== Supplied material ==
_____
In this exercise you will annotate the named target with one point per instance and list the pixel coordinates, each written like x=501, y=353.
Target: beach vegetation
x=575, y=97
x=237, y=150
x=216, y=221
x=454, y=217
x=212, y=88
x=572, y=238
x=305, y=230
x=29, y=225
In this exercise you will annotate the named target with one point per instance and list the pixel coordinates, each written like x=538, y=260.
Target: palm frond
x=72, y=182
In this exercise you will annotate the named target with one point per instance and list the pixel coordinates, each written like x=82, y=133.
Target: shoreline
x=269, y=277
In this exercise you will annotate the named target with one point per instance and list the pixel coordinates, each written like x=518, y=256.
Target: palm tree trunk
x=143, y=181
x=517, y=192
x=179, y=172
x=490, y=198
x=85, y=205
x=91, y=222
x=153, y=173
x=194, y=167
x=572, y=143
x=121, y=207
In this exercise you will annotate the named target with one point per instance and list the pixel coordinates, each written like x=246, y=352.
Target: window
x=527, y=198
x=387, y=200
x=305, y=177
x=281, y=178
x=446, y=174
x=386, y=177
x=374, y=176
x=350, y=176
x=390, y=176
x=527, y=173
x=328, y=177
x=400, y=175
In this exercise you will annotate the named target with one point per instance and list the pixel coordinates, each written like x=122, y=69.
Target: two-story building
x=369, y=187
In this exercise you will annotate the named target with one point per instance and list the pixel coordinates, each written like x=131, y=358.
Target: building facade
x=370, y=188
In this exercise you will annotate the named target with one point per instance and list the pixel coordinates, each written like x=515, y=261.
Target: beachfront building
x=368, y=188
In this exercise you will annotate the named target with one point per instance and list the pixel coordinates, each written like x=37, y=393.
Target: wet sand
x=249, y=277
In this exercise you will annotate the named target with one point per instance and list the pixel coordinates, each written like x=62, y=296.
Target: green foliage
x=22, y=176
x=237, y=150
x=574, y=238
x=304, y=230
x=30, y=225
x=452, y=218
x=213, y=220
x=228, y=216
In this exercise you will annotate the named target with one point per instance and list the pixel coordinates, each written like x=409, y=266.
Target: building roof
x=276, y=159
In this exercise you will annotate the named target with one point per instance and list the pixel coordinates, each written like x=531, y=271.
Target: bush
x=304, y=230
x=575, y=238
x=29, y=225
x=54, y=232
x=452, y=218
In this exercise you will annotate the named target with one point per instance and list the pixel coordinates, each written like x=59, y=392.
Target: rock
_____
== Task brief ==
Extract the complete set of records unchanged.

== Result below ==
In this exercise you will annotate the named target with one point per instance and list the pixel coordinates, each written like x=501, y=353.
Target: beach vegetation
x=575, y=97
x=237, y=150
x=216, y=221
x=454, y=217
x=212, y=88
x=572, y=238
x=305, y=230
x=29, y=225
In this exercise you will annotate the named target with one point per instance and list the pixel coordinates, each written like x=538, y=260.
Target: palm frond
x=72, y=182
In this exercise you will annotate the named target with one point per instance and list the pixel coordinates, each written like x=82, y=133.
Target: shoreline
x=269, y=277
In this exercise you will annotate the named target with one point per instance and list the pixel coordinates, each written like x=518, y=256.
Target: palm tree trunk
x=143, y=181
x=517, y=192
x=179, y=172
x=490, y=198
x=85, y=205
x=91, y=222
x=153, y=173
x=194, y=167
x=572, y=143
x=121, y=207
In this exercise you will annotate the named target with one point per instance and list the pixel coordinates, each written like x=246, y=352.
Target: window
x=527, y=198
x=387, y=200
x=305, y=177
x=281, y=178
x=446, y=174
x=386, y=177
x=374, y=176
x=350, y=176
x=390, y=176
x=527, y=173
x=328, y=177
x=400, y=175
In this exercise you will annotate the named target with one point per instance and list the pixel coordinates, each written like x=122, y=69.
Target: two-story building
x=369, y=187
In this exercise you will annotate the named target with one point per instance and list the pixel coordinates, each written like x=131, y=358.
Target: building facade
x=370, y=188
In this exercise you will annotate the named target with one point per instance and list the pixel coordinates, each written like x=515, y=261.
Target: beachfront building
x=368, y=188
In this exercise you will annotate the named target with one point per instance and list the pixel coordinates, each written like x=37, y=393.
Target: wet sand
x=249, y=277
In this exercise you will annotate the named target with one point per instance and list the pixel coordinates, each written like x=62, y=296.
Target: green foliage
x=22, y=176
x=237, y=150
x=574, y=238
x=304, y=230
x=30, y=225
x=452, y=218
x=213, y=220
x=228, y=216
In this exercise you will annotate the named target with one point per instance and list the pixel coordinates, each written like x=409, y=266.
Target: building roof
x=276, y=159
In this exercise you will annotate the named target with one point per instance and list the pixel coordinates, each written like x=531, y=271.
Target: bush
x=304, y=230
x=575, y=238
x=29, y=225
x=54, y=232
x=452, y=218
In this exercise you will annotate the named target with one point per instance and list the pixel coordinates, each written like x=59, y=392.
Target: rock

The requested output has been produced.